▶ **WHAT THE TASK REQUIRES**
The expected reply is all of the data, returned exactly.

[Point-per-instance localization data]

________

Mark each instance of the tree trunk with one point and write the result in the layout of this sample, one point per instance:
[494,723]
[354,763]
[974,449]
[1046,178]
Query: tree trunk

________

▶ **SOLUTION TO THIS EXERCISE**
Mark each instance of the tree trunk with one point and write the result in the layout of this sample, one point per instance:
[494,723]
[354,763]
[974,449]
[1046,178]
Query: tree trunk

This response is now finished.